*TASK STATEMENT*
Locate the line containing "Where can the grassy" in the material below; repeat it and every line after it, exactly as written.

:::

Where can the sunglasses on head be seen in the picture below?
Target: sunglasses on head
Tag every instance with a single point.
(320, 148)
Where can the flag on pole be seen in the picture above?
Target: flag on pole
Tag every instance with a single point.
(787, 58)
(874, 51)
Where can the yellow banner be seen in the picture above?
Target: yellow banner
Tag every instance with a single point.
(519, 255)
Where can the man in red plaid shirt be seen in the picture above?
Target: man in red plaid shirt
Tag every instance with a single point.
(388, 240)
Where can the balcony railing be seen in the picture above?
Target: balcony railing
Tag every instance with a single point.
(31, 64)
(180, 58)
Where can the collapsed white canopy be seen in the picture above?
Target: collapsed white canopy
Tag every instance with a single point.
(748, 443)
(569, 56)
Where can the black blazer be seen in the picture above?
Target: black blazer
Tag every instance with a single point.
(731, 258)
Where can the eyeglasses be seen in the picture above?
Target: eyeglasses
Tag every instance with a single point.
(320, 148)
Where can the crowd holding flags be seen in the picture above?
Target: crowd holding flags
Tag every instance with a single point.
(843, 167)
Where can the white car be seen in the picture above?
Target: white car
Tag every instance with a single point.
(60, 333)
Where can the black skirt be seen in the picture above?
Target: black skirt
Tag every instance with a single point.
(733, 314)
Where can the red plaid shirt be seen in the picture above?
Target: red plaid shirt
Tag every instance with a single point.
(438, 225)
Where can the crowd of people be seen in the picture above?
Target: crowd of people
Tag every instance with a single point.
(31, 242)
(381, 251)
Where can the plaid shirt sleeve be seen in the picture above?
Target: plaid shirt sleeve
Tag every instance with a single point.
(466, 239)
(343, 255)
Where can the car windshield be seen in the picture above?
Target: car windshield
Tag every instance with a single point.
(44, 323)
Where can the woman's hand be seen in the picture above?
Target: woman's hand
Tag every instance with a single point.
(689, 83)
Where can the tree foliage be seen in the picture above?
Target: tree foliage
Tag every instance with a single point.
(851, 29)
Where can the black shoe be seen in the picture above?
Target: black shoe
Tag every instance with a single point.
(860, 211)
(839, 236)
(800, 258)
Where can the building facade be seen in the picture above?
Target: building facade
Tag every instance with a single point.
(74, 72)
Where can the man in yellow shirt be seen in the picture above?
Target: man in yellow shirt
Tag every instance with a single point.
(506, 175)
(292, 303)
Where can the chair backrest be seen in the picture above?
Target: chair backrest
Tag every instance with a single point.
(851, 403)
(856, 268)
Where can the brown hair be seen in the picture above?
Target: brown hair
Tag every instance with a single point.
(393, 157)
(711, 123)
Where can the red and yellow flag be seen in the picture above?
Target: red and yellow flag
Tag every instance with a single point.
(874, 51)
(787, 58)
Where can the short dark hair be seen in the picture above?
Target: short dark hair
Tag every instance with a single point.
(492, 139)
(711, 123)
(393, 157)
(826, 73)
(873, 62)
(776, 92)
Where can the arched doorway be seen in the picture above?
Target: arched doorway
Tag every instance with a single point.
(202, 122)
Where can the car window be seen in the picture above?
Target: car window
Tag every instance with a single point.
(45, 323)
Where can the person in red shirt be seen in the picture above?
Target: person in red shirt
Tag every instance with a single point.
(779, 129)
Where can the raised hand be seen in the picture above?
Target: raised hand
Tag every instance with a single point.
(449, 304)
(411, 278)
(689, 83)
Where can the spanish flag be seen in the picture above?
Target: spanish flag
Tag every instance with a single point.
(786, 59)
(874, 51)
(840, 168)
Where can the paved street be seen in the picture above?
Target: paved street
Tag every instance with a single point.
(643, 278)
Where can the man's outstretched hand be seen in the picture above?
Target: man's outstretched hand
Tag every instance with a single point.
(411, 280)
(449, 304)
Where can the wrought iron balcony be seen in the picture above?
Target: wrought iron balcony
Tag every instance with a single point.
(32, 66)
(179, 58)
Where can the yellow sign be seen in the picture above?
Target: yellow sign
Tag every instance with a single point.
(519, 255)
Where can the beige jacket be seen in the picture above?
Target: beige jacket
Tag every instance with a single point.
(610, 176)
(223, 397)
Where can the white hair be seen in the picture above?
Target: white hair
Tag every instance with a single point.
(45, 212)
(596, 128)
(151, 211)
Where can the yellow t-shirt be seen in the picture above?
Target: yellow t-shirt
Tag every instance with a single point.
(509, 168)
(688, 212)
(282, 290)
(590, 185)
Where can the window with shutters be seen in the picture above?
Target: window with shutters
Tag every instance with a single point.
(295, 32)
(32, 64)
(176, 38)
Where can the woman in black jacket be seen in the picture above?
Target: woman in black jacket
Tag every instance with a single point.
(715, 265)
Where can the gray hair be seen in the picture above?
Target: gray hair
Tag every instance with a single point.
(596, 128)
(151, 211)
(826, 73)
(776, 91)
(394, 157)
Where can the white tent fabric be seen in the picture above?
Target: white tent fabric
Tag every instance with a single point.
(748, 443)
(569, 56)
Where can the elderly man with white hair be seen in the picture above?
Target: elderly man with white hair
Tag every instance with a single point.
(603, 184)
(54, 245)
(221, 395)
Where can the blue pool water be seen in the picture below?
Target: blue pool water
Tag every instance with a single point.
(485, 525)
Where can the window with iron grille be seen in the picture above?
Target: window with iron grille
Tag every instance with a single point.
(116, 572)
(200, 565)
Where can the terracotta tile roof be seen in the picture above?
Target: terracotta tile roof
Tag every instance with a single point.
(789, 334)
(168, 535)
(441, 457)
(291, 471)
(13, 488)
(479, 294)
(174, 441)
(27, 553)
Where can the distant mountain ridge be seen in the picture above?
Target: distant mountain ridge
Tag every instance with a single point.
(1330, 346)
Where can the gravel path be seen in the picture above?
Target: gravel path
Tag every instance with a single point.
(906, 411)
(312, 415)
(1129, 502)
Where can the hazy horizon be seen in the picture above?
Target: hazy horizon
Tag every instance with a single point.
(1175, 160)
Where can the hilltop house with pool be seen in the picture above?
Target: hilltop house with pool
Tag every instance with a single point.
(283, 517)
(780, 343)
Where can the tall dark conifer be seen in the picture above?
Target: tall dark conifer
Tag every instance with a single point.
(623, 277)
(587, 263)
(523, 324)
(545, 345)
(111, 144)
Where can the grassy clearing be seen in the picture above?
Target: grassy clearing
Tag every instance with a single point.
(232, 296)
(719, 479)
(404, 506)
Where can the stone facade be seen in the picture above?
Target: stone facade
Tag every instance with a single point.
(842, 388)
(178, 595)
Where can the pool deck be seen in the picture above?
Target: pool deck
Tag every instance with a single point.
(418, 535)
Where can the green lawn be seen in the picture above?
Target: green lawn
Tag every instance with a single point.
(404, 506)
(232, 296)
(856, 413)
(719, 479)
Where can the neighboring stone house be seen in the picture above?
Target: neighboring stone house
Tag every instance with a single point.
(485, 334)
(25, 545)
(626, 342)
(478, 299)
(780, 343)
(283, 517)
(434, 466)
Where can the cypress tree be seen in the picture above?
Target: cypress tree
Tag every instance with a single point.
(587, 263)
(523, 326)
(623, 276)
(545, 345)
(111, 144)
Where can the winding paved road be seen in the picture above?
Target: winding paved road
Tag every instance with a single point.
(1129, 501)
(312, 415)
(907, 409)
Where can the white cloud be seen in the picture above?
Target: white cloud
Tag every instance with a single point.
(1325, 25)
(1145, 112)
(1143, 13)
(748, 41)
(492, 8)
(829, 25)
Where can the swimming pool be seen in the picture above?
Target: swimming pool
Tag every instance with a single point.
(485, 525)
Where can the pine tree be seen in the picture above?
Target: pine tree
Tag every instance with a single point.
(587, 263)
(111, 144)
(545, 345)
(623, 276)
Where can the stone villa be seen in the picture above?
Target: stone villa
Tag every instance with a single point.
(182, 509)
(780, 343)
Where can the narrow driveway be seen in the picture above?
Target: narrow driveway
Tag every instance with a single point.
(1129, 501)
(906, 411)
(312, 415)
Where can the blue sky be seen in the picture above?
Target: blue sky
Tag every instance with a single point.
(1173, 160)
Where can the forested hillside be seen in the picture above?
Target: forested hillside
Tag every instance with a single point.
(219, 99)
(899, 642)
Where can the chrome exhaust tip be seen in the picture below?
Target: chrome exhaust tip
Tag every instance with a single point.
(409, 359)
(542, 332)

:::

*TASK SOLUTION*
Where can the grassy clearing be seen in the picture above?
Target: grassy clearing
Tag every instance with a single point.
(232, 296)
(719, 479)
(404, 506)
Where can the stone facade be seen in the picture above?
Target: stone facade
Tag every instance with a single point.
(842, 388)
(178, 595)
Where can the pool deck be seen in the picture above?
Target: pool deck
Tag every instance with a single point.
(418, 535)
Where can the green lawn be seen in the picture above?
Target: green lawn
Tag every instance with a single point.
(404, 506)
(232, 296)
(856, 413)
(719, 479)
Where can the neighboring stone house be seen in the picture above?
Target: neighboring stone house
Tag every instance with a single point.
(485, 334)
(25, 545)
(626, 342)
(478, 299)
(780, 343)
(283, 517)
(434, 466)
Where can the cypress tree be seen in the picture above?
Target: cypress tree
Tag every instance with a single point.
(587, 263)
(523, 326)
(623, 276)
(545, 345)
(111, 144)
Where can the winding paved road be seen in the picture above?
Target: winding paved road
Tag every instance with a single point.
(1129, 501)
(312, 415)
(907, 409)
Where can the white cloud be seen in the picture above?
Target: white cloud
Tag every instance with a single point.
(1325, 25)
(1145, 112)
(1143, 13)
(748, 41)
(492, 8)
(829, 25)
Where can the swimming pool be seen in the picture above?
Target: swimming pool
Tag every instance with a single point.
(485, 525)
Where can the pine tree be seen in the picture above?
Target: pine tree
Tag every instance with a single point.
(587, 263)
(111, 144)
(545, 345)
(623, 276)
Where can the stone villa be seen in the picture above?
Target: stone villa
Tag every instance with a single point.
(182, 509)
(780, 343)
Where can the narrow driveway be seen in the picture above?
Target: narrow driveway
Tag every instance with a single point.
(1129, 501)
(906, 411)
(312, 415)
Where can the blue sky be seen in the picture above?
Target: blue sky
Tag every instance with a single point.
(1173, 160)
Where can the forested hillside be seen in the picture above?
Target: forested hillside
Tag every instance with a single point.
(219, 99)
(899, 642)
Where can the chrome exhaust tip be seen in the picture below?
Target: chrome exhaust tip
Tag every instance with a single point.
(409, 359)
(542, 332)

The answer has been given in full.